## Exercise details
Pull out every line below that contains the word "directly".

## Information provided
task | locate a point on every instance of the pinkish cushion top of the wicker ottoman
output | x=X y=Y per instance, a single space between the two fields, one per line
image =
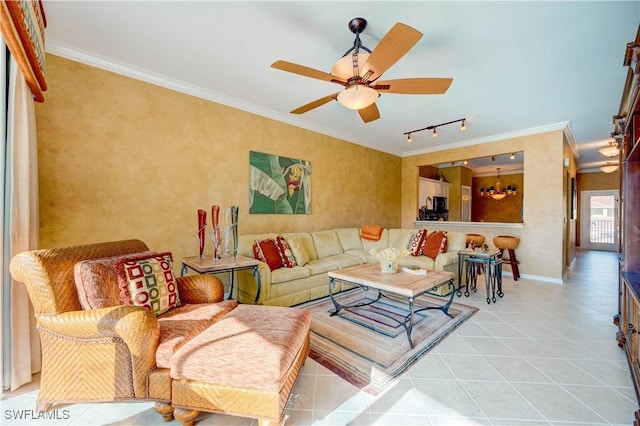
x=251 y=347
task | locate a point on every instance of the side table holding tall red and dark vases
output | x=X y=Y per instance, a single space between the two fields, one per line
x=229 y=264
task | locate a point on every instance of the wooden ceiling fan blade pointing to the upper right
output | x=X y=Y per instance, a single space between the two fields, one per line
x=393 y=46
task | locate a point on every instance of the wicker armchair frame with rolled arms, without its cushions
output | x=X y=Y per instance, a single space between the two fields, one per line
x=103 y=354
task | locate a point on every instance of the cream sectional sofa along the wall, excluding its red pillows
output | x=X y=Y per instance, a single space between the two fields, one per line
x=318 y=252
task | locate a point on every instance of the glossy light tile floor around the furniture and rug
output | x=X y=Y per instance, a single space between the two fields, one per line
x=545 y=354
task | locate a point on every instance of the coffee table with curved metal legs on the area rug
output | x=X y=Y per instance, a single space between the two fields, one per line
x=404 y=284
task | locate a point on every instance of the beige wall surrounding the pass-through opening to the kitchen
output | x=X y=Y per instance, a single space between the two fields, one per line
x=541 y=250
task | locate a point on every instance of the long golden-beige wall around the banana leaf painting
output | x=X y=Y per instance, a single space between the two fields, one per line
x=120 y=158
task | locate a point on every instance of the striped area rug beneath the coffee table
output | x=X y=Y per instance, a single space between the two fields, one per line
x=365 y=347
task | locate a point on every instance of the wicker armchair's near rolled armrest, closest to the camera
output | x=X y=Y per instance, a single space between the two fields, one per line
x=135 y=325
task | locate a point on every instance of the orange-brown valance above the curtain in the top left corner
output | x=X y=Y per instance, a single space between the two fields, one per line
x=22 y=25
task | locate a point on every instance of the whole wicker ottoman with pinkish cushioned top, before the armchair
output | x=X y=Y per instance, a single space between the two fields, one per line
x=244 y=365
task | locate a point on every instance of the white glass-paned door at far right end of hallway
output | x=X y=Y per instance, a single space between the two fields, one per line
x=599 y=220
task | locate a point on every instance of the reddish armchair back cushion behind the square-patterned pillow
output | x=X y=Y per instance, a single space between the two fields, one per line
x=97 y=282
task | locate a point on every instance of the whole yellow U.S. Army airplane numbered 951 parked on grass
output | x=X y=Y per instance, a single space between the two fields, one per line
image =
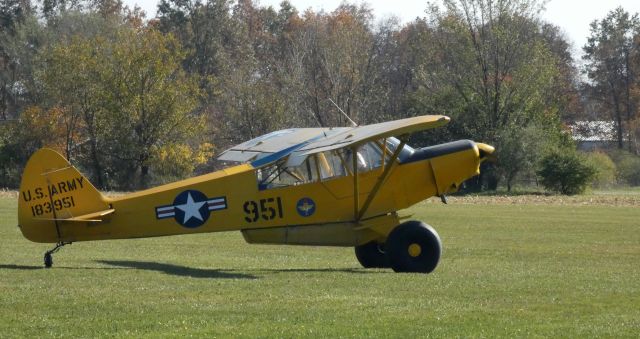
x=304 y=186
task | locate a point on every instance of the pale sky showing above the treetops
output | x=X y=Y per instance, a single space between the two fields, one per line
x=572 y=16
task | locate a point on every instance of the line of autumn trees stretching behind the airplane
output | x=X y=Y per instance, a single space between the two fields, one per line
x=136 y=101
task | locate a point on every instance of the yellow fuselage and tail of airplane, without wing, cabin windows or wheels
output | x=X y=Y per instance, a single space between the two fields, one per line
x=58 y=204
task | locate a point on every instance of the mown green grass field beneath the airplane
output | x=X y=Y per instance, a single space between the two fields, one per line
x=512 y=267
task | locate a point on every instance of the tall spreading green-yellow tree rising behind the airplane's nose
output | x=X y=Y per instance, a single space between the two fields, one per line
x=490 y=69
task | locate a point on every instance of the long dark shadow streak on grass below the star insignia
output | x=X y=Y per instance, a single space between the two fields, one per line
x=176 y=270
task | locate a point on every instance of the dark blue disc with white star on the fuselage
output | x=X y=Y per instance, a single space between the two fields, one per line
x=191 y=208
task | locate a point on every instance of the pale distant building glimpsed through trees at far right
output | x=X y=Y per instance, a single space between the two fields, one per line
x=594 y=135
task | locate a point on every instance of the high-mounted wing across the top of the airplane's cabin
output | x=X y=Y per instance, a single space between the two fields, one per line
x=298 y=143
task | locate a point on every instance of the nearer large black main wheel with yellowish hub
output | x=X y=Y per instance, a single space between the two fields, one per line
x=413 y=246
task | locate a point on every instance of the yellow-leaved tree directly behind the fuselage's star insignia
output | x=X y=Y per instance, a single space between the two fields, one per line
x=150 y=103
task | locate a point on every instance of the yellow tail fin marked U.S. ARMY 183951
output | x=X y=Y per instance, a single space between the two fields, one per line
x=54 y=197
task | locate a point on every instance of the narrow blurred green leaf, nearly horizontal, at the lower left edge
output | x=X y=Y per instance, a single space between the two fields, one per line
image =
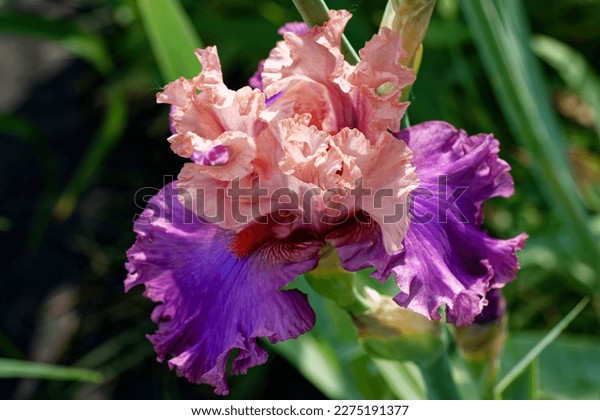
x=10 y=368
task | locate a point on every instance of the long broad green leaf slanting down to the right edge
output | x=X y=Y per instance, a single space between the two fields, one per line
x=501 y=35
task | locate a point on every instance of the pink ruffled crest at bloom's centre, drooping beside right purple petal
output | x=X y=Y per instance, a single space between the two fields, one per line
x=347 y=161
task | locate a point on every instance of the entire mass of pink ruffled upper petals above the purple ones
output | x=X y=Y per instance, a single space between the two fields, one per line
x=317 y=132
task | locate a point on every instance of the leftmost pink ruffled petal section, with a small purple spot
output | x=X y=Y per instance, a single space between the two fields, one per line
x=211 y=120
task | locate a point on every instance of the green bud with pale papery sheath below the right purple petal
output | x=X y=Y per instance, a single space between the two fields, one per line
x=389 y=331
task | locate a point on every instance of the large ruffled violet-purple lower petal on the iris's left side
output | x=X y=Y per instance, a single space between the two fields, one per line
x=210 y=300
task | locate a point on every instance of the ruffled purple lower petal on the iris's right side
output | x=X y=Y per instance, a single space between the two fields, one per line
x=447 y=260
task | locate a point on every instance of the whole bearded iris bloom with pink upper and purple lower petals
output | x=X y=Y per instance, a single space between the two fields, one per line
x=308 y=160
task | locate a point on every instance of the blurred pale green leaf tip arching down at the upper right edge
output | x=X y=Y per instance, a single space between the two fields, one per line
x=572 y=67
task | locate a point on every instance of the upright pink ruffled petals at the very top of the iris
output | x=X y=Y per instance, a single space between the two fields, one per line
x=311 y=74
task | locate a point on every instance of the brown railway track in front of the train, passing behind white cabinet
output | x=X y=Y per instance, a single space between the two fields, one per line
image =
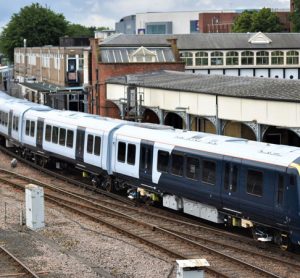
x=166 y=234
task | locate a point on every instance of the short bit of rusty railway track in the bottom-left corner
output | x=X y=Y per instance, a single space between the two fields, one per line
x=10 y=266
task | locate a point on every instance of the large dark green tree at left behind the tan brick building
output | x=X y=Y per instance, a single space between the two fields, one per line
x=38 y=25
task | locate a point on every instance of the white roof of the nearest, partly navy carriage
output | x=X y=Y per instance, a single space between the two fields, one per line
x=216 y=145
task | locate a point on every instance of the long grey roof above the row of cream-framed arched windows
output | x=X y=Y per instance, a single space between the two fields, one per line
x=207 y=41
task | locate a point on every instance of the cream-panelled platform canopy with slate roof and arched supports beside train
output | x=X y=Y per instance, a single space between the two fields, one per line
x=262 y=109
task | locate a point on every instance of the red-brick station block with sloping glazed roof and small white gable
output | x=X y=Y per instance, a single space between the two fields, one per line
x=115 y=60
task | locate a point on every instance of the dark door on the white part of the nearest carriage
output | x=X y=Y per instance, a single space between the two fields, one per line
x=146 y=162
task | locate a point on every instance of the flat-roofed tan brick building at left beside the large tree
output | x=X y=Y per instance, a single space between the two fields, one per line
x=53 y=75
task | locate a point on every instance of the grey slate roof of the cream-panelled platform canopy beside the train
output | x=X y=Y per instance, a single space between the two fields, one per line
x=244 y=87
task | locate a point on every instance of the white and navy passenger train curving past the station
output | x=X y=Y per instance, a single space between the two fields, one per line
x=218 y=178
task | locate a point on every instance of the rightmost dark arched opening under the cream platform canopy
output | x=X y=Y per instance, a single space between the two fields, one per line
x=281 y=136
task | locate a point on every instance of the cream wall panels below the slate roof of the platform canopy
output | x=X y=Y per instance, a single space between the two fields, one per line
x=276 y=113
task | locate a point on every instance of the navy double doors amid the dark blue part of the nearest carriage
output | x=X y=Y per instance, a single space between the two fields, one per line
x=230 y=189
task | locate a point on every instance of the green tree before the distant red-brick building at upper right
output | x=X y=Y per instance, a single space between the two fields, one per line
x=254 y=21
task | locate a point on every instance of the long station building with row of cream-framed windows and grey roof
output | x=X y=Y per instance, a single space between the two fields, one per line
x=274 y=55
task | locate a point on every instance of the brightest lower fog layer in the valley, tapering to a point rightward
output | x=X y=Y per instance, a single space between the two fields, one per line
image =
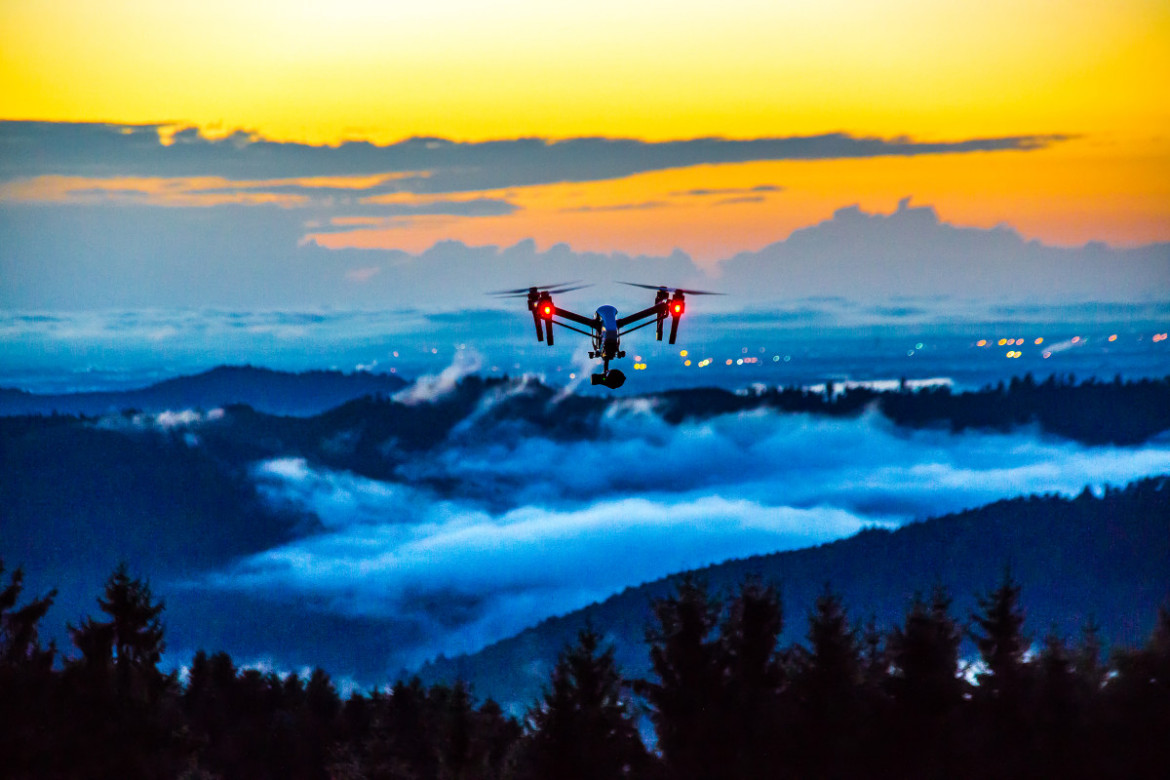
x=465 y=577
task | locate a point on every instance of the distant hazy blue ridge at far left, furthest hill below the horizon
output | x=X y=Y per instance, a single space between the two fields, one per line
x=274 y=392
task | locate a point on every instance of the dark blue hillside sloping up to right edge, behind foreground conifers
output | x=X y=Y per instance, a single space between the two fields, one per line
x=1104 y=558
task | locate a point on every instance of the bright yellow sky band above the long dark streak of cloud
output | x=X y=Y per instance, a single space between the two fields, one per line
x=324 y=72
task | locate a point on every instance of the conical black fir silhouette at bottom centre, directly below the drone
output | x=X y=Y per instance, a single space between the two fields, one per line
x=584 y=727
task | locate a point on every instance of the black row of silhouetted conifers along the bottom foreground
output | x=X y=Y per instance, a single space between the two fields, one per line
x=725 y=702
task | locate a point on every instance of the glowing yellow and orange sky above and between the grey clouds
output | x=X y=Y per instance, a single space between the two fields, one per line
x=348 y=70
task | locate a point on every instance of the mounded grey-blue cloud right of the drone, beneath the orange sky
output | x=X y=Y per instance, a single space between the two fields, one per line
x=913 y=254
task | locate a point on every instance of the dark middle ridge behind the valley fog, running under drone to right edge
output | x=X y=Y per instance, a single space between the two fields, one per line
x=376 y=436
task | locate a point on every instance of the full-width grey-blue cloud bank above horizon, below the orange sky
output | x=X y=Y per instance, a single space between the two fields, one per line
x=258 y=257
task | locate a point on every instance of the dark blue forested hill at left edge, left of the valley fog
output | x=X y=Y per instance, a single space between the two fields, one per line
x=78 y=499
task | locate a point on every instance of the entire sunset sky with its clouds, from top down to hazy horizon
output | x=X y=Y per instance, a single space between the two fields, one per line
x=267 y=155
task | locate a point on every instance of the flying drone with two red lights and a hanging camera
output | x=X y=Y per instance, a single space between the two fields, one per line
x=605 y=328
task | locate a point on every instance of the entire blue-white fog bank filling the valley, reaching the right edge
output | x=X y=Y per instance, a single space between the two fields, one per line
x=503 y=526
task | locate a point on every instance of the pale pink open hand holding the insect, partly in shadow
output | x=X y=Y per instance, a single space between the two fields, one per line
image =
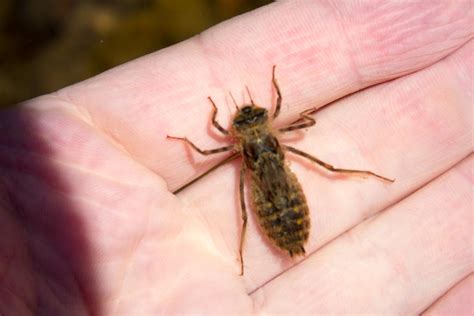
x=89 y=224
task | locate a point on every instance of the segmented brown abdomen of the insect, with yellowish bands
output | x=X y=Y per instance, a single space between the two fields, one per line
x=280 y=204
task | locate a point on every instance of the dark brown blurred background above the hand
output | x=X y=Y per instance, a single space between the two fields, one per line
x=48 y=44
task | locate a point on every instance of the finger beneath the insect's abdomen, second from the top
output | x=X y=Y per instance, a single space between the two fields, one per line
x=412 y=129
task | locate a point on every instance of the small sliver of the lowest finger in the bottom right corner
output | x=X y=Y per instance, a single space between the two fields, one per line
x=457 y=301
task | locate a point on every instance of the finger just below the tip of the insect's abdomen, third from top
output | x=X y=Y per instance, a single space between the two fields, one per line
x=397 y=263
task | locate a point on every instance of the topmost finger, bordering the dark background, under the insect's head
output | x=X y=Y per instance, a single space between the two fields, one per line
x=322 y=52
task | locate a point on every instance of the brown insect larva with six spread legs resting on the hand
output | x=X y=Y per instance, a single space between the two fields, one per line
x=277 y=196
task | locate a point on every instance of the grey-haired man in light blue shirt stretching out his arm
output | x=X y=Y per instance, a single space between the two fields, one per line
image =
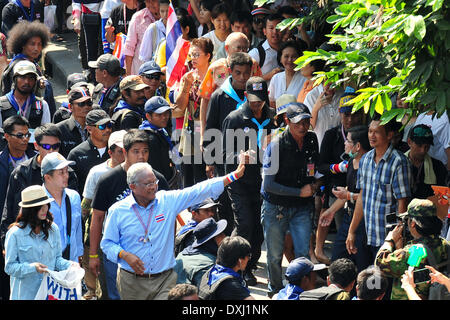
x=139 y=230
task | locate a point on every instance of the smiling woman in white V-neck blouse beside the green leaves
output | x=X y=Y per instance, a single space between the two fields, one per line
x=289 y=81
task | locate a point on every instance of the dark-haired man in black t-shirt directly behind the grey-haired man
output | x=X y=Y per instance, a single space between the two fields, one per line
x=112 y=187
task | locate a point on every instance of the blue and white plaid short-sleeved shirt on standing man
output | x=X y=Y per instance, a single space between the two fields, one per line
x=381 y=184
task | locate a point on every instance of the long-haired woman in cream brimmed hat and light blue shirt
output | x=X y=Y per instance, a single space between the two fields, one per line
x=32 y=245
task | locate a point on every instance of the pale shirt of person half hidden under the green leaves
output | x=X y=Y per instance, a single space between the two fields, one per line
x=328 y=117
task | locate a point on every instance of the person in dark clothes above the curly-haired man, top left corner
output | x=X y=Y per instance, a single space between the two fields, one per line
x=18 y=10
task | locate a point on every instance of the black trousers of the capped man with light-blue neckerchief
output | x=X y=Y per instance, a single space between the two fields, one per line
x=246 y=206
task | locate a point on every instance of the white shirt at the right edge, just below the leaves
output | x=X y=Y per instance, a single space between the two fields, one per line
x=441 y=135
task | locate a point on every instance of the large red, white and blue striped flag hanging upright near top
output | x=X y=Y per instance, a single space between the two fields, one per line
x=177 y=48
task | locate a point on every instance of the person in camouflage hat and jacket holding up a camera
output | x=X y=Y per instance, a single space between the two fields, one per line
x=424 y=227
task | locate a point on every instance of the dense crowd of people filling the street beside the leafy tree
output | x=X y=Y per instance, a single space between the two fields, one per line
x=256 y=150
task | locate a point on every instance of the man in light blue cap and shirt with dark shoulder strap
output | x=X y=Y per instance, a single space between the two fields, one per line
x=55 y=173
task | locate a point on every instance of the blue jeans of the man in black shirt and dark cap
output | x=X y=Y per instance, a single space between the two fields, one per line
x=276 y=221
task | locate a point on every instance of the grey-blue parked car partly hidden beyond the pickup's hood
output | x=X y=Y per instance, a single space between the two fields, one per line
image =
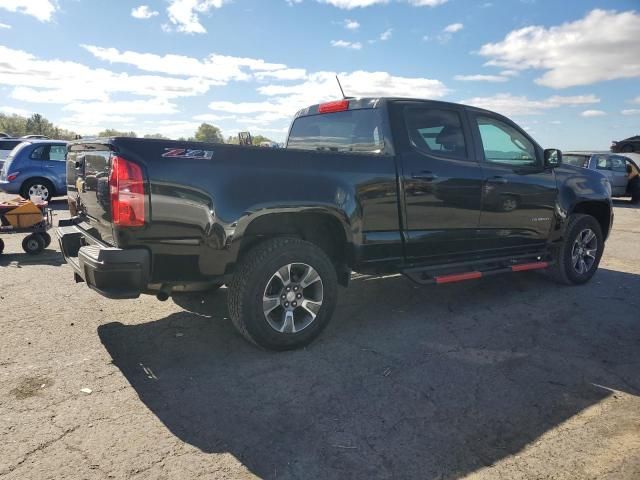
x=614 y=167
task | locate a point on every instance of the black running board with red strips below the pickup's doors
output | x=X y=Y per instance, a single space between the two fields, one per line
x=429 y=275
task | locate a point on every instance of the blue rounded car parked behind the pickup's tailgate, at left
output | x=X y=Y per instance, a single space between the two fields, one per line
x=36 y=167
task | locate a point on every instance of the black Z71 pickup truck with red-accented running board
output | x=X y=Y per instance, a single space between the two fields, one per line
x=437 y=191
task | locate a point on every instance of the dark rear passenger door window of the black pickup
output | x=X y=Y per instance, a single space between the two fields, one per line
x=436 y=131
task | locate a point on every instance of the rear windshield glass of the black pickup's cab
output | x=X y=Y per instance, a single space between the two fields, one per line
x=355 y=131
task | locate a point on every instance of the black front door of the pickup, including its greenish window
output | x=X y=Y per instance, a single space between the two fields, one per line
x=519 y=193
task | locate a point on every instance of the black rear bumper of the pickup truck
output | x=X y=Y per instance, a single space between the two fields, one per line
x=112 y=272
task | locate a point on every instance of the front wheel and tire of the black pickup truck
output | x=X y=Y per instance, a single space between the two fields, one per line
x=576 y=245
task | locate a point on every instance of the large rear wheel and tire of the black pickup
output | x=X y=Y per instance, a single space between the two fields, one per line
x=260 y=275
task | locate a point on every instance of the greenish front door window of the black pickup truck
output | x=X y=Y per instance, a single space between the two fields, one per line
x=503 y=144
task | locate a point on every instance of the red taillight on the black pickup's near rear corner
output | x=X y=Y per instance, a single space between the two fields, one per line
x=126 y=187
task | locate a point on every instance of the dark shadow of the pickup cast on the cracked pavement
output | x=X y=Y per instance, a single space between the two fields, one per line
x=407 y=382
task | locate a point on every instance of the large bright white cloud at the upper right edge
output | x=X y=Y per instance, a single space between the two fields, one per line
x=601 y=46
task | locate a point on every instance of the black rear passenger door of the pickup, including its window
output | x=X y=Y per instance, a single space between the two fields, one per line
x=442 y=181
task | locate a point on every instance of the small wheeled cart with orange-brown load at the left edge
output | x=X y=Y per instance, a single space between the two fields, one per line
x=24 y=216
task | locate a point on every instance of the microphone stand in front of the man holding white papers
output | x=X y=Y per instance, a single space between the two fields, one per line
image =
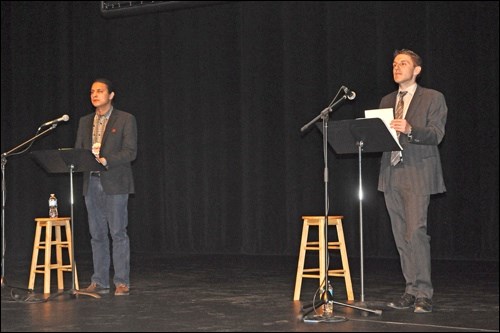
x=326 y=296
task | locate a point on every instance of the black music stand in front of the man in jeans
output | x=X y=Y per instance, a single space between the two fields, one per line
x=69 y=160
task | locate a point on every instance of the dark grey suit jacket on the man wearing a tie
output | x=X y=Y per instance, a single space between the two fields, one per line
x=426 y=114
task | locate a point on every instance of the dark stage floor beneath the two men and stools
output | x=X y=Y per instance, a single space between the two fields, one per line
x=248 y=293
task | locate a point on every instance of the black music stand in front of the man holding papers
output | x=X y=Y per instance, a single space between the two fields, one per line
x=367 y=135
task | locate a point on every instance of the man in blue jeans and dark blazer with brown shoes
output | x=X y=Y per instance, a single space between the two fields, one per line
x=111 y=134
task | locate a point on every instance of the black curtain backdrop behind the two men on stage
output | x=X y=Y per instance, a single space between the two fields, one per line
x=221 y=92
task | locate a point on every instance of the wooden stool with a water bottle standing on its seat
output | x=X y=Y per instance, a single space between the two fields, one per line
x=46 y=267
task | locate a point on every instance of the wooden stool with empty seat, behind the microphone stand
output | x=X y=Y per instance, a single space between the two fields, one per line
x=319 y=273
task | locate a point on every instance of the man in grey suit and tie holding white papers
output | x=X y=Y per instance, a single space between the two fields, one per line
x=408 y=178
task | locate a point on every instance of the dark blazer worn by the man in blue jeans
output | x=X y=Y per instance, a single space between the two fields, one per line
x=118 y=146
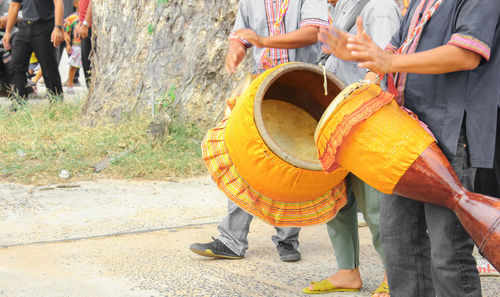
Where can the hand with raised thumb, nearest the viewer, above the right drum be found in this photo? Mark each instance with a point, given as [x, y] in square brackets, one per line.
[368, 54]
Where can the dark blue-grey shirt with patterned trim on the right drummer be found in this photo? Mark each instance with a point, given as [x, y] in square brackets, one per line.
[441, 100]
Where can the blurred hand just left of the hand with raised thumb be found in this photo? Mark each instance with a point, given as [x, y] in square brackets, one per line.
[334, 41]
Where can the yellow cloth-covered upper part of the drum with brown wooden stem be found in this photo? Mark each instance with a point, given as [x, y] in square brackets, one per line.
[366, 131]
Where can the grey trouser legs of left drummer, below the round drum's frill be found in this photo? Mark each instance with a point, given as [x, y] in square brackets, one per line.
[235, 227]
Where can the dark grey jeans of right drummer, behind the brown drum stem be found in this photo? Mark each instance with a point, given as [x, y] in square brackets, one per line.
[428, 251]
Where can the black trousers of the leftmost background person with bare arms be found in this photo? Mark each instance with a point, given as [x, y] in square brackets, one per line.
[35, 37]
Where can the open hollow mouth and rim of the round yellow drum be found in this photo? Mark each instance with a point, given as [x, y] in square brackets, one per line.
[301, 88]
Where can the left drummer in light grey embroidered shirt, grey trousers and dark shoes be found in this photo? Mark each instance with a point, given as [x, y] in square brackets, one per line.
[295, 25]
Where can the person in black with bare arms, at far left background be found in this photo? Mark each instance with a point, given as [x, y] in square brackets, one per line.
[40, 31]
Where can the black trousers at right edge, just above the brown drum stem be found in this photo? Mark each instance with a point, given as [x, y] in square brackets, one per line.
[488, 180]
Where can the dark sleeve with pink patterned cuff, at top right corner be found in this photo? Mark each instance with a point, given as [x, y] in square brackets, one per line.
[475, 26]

## Solution to the exercise
task | locate a point on every instance of the yellow-leaved tree directly behind the fuselage's star insignia
task | locate a point on every instance of the conical black fir silhouette at bottom centre, directly below the drone
task | locate a point on every instance of the dark-haired man in black t-shirt directly behind the grey-haired man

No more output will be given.